* start *

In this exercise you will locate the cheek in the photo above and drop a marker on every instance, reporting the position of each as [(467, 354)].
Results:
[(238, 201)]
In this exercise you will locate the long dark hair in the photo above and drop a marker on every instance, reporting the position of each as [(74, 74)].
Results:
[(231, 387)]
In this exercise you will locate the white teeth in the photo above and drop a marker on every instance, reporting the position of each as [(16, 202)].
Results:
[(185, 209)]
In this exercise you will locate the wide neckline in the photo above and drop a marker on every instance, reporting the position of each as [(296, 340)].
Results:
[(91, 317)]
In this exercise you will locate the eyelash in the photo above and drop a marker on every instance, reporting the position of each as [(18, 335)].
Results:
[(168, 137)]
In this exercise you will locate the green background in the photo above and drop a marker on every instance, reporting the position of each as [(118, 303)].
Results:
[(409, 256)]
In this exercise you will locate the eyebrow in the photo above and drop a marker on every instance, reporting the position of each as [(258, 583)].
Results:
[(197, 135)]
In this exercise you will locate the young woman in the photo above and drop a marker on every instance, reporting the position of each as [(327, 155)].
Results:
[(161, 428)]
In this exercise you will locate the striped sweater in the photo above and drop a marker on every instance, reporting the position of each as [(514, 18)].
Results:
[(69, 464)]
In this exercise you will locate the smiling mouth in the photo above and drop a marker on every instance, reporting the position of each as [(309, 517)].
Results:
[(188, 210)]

* end *

#### Your goal:
Please rewrite all of the lines above, replacing "drop a marker" with "place a pin" wherever it occurs and leaving everything else unchanged.

#### Worked solution:
In this exercise you will locate the cheek in the photo above and place a pin on every instance, reporting the position of each as [(467, 354)].
Results:
[(238, 201)]
In this exercise you will locate the long dark hair in the photo above and place a pin on every instance, reporting the position of each as [(74, 74)].
Results:
[(231, 387)]
In this exercise you will locate the white teeth in the photo above and place a pin on every instance, reporting the position of each as [(16, 202)].
Results:
[(185, 209)]
In this exercise you will locate the wide neckline in the photo above and place a pin on every instance, reporting the position of each as [(296, 340)].
Results:
[(91, 317)]
In this exercise you will locate the eyelash in the photo above and place a pin on every instance, reporting the position of each as [(18, 335)].
Results:
[(168, 137)]
In this exercise you will locate the green background in the photo above and place a pin on every instance, reporting the position of each as [(118, 303)].
Results:
[(409, 256)]
In this exercise you will locate the eyebrow in the photo above and place a pin on every instance, reporting the position of each as [(258, 583)].
Results:
[(197, 135)]
In this exercise you will locate the young woman in the photo above and place a pin on every instance, reporting the position of each as [(327, 155)].
Results:
[(161, 428)]
In this exercise you will locate the striped sweater in the photo above and place a pin on every instance, reporting the position of each as [(514, 18)].
Results:
[(69, 464)]
In this exercise you will locate the smiling mouth in the photo above and place a pin on every instance, reporting the position of each as [(309, 517)].
Results:
[(188, 210)]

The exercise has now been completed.